[Part of a data file]
○ ○ ○

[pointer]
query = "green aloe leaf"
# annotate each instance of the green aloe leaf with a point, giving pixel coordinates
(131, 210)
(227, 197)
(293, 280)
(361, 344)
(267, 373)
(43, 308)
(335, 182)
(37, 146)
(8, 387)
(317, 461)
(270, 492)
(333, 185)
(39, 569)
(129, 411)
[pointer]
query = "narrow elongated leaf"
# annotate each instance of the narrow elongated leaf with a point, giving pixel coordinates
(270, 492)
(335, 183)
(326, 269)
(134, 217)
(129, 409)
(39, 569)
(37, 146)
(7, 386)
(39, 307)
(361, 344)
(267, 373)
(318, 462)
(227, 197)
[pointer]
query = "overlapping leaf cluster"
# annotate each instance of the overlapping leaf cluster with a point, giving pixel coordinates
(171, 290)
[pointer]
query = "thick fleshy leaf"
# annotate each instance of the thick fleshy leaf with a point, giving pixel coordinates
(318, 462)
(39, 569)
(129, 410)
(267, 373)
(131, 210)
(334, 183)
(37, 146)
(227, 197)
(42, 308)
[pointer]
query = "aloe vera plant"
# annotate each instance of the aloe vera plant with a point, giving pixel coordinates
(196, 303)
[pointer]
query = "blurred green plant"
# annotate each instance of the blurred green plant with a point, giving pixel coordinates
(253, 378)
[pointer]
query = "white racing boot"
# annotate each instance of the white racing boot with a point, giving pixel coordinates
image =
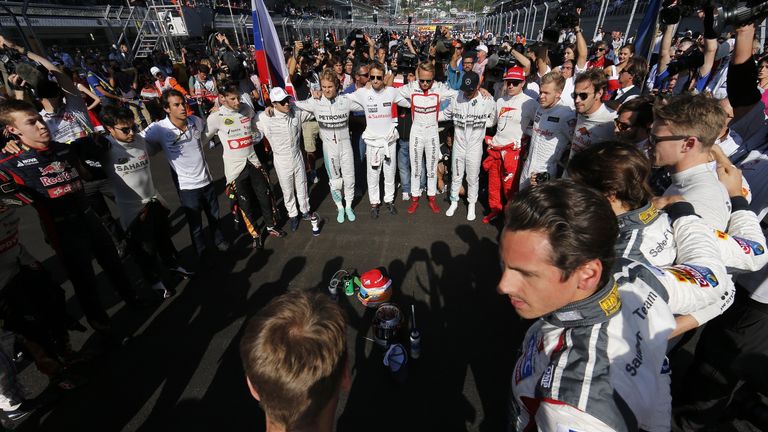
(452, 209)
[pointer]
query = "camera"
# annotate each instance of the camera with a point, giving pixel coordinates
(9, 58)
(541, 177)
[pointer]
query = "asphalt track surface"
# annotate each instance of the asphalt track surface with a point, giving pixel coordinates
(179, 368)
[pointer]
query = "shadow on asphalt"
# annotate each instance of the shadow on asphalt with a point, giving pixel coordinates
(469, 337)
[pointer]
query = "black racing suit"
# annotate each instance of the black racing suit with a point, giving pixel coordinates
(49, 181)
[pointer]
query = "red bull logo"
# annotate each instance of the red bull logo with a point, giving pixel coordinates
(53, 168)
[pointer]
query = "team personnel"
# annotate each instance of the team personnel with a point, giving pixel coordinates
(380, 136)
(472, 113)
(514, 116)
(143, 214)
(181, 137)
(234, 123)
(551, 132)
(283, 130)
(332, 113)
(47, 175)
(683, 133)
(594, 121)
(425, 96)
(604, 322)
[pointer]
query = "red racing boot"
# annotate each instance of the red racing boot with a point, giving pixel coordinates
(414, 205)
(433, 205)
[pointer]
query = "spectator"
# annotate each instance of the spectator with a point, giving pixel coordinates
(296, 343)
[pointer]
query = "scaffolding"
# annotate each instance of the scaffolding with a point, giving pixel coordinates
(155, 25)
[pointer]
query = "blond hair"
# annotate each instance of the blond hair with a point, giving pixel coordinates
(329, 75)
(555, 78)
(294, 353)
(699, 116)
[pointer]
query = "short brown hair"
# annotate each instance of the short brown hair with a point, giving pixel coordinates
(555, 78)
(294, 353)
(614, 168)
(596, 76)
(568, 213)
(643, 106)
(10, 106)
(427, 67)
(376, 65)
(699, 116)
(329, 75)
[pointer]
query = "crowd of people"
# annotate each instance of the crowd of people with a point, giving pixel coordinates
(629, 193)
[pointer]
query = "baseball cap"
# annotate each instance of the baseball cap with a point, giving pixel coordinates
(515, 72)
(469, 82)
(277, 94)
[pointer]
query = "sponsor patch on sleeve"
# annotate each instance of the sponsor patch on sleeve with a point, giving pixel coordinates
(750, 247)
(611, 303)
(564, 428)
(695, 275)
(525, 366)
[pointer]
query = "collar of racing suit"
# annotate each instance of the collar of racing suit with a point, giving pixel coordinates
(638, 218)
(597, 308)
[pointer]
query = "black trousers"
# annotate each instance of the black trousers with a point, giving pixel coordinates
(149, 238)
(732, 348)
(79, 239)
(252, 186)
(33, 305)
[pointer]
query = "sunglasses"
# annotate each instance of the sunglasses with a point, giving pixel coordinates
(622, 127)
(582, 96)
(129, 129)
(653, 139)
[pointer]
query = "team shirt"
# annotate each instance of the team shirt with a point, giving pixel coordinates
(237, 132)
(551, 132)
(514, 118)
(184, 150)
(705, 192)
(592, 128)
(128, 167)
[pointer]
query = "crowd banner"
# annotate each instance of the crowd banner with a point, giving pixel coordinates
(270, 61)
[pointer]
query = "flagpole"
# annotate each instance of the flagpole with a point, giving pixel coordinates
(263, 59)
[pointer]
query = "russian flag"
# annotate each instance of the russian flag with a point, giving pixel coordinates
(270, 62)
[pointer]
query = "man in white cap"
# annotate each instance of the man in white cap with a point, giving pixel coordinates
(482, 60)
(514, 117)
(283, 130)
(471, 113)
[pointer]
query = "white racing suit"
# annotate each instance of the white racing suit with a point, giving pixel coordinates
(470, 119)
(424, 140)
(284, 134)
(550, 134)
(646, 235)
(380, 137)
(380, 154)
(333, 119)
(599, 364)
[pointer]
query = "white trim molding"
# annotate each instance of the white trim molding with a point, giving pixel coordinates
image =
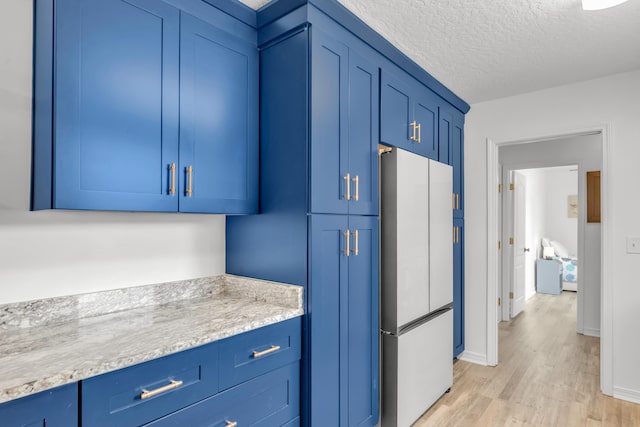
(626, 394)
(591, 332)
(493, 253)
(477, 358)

○ ○ ○

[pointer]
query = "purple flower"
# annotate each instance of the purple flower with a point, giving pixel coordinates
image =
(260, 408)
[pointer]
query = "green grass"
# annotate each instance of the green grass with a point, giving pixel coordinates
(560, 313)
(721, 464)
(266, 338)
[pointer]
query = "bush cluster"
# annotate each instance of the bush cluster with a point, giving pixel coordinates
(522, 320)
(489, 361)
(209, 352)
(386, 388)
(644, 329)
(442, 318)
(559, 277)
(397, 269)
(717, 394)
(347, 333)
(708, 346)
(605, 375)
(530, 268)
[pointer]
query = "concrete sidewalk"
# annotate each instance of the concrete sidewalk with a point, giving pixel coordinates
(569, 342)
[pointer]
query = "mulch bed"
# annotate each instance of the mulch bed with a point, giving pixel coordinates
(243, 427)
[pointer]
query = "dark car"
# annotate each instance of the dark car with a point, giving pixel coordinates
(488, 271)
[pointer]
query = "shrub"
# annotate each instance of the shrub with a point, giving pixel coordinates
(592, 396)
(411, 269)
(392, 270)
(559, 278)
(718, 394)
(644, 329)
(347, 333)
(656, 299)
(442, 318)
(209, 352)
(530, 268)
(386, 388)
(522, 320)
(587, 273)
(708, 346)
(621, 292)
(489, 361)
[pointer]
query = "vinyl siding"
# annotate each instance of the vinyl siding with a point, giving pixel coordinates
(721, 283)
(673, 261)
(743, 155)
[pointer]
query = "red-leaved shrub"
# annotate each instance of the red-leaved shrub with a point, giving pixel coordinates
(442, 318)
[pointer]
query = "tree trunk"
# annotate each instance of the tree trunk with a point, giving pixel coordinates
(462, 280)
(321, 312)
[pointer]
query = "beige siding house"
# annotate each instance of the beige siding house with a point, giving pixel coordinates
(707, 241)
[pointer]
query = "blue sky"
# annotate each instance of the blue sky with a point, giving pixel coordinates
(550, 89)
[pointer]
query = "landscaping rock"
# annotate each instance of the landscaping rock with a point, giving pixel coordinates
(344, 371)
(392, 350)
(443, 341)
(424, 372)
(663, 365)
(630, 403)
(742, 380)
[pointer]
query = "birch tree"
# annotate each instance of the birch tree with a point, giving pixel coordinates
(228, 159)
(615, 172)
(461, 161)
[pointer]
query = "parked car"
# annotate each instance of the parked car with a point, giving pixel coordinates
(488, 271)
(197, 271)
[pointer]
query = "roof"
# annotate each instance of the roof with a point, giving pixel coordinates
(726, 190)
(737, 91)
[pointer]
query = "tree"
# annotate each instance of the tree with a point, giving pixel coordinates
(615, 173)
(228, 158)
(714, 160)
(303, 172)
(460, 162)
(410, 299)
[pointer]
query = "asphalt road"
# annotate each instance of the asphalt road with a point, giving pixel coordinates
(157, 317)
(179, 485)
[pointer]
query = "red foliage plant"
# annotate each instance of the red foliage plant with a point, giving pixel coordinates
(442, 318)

○ ○ ○

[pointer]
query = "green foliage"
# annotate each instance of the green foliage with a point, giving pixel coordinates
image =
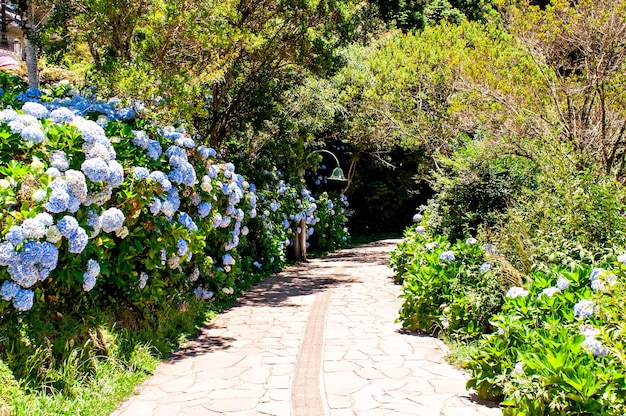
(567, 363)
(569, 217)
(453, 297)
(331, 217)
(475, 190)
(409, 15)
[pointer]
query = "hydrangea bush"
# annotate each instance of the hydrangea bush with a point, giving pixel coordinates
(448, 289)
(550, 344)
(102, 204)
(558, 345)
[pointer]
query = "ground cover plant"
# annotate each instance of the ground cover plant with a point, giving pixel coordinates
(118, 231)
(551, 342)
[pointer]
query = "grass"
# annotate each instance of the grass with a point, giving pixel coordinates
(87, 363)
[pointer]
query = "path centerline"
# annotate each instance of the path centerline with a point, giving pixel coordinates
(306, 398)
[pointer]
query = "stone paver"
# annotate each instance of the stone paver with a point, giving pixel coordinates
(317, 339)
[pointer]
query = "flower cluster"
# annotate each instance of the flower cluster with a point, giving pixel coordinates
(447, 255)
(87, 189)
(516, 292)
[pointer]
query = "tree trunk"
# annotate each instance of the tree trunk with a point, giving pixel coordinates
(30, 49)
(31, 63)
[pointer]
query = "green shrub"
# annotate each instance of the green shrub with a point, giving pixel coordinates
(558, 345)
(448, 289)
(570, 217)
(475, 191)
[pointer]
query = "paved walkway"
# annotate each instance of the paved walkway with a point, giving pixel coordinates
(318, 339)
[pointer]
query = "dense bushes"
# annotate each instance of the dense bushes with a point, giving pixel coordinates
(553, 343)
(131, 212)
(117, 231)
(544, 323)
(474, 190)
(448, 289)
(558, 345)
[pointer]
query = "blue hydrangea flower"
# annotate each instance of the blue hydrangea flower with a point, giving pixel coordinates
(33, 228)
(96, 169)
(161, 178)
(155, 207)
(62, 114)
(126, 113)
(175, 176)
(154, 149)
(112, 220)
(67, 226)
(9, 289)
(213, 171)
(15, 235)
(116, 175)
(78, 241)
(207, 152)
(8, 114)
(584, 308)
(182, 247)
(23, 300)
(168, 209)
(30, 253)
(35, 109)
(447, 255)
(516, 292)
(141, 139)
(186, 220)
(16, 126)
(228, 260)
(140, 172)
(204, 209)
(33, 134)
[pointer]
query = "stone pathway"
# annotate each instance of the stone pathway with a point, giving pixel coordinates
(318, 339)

○ ○ ○

The task » Count the lines in the rows above that contain the string "blurred", with case treated as significant. Reply with the number alone.

The output » 2